TAREAS POR REALIZAR:
**1)** Indique si cada afirmación concuerda con el fragmento sobre Unamuno en el cine español, respondiendo sí o no y citando literalmente las palabras decisivas: (a) hasta ahora hay cinco adaptaciones cinematográficas de la obra de Unamuno; (b) la última de esas adaptaciones se hizo hace menos de diez años; (c) las novelas de Unamuno, igual que las de Pérez Galdós, son una sucesión de dinámicos acontecimientos.
**2)** Prosiga el fragmento sobre Unamuno en el cine español a partir de la última oración.

FRAGMENTO SELECCIONADO:
+++++
Unamuno en el cine español (1): Abel Sánchez (1946)
Iniciamos una nueva serie de artículos –publicados previamente en la web del Instituto Cervantes– sobre otro de nuestros grandes escritores: Miguel de Unamuno y Jugo (1864-1936). Su obra ofrece personajes con oscuros vericuetos psicológicos que el cine español, por ahora, ha aprovechado muy poco. La primera, Abel Sánchez, ha quedado como una película insólita en el difícil panorama de la postguerra.
Como ha sucedido con otros muchos insignes escritores de nuestra literatura, Miguel de Unamuno (1864-1936) no ha gozado de mucha suerte cinematográfica si nos atenemos a la cantidad de adaptaciones realizadas. Aunque su paso al dominio público quizá facilite su vuelta a las pantallas, por ahora solo contamos con cinco, la última de ellas hace ya más de tres décadas. Ahora bien, si tenemos en cuenta la dificultad que entraña plasmar su obra narrativa en imágenes, podemos considerar que no ha tenido tan mala fortuna.
Al contrario que Pérez Galdós, por poner un ejemplo a su altura, sus novelas no son una sucesión de dinámicos acontecimientos ni constituyen un amplio fresco sociohistórico repleto de personajes atractivos para ser llevados al cine. No, Unamuno tiende más bien hacia la introspección y la reflexión filosófica sirviéndose de personajes simbólicos concebidos para el desarrollo de su discurso ideológico, sin preocuparse demasiado por la verosimilitud de las situaciones ni por elaborar complejos caracteres, personas de carne y hueso con los que identificarse fácilmente.
+++++
DATOS PROPORCIONADOS:
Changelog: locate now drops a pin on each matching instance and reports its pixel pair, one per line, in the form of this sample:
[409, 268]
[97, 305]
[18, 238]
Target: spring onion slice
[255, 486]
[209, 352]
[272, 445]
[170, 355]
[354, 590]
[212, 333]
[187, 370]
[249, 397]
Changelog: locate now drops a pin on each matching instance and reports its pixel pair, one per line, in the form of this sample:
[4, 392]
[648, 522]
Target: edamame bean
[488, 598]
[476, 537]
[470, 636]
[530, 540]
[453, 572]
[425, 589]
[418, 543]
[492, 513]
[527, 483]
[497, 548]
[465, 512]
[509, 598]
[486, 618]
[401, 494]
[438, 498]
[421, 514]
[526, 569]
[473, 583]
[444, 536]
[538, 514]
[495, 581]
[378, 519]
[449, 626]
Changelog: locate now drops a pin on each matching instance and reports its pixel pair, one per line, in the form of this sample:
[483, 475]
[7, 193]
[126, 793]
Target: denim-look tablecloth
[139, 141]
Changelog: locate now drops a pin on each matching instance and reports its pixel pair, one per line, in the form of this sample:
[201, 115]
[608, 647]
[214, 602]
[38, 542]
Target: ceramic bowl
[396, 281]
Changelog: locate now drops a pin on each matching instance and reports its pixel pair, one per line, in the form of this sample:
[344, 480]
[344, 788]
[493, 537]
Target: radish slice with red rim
+++++
RESULTADOS POR TAREA:
**1)**
(a) Sí: "por ahora solo contamos con cinco".
(b) No: "la última de ellas hace ya más de tres décadas".
(c) No: "Al contrario que Pérez Galdós, por poner un ejemplo a su altura, sus novelas no son una sucesión de dinámicos acontecimientos".

**2)**
A esta dificultad se debe sumar el hecho de que sus indagaciones metafísicas suelen conducir a conclusiones descorazonadoras, amargas y, por tanto, poco satisfactorias para el público cinematográfico común. Por eso, que Abel Sánchez (1917), una novela cuyo tema central es la envidia y en cuyo desarrollo se deslizan disquisiciones espirituales francamente heterodoxas en torno al tema bíblico de Caín y Abel, pudiera llegar al cine en 1946 produce cierta sorpresa aunque no se especifique —al contrario de lo que hace Unamuno— el contexto geográfico: España.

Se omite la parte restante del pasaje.